Brief :: Below, copy the records word for word, from the line holding "Tag the black" through the last line of the records, inclusive.
========================================
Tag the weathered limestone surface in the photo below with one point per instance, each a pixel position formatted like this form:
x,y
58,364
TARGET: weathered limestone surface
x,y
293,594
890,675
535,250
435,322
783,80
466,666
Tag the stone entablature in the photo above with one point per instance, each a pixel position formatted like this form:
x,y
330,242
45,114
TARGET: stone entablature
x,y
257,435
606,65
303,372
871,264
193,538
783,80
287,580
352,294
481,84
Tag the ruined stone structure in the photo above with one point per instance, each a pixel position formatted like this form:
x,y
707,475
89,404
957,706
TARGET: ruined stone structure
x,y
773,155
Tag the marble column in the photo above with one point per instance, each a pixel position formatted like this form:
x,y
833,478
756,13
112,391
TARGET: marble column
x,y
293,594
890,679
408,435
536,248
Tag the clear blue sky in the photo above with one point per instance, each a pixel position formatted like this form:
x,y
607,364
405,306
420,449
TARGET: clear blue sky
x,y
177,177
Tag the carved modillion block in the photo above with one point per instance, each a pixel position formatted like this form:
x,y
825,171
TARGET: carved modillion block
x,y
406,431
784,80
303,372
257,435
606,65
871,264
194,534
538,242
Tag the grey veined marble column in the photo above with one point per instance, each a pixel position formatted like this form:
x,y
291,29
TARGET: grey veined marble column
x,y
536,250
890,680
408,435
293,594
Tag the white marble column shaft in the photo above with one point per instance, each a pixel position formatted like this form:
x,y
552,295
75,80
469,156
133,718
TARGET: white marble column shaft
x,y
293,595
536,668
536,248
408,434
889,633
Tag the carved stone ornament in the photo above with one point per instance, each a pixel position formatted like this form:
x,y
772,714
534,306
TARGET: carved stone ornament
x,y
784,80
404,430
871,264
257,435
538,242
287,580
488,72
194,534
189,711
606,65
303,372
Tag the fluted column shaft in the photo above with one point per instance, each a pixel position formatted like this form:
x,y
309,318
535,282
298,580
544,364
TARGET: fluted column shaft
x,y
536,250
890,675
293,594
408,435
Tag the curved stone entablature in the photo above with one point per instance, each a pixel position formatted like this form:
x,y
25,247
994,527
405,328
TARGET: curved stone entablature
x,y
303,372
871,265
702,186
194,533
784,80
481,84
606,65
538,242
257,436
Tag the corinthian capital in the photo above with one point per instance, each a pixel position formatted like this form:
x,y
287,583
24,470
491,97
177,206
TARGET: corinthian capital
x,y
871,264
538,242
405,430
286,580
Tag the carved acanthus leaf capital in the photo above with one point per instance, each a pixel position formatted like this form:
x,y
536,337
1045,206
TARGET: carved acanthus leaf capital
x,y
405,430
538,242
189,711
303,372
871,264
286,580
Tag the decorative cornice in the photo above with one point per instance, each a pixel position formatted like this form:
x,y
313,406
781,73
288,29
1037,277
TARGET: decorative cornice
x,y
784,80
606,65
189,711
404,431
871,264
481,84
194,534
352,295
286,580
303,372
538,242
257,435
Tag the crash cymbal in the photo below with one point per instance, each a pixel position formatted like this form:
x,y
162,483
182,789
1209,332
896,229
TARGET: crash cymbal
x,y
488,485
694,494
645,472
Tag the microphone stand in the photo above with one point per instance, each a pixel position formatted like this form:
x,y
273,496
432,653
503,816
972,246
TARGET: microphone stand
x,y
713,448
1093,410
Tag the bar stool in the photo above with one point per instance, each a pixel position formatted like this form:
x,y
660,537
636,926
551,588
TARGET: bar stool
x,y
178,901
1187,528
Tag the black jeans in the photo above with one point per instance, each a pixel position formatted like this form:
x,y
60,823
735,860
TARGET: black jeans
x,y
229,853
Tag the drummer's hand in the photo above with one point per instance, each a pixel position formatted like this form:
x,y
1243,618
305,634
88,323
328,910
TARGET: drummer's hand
========================================
Solution to the exercise ::
Tag the black jeans in the photo above with one point per instance, each a pixel position formatted like this form:
x,y
60,823
735,860
TARGET: black jeans
x,y
229,853
Tag the drummer's hand in the photo above with one point per instance, each a pixel position formatted like this form:
x,y
1243,618
305,634
88,323
328,910
TARGET: drummer's hand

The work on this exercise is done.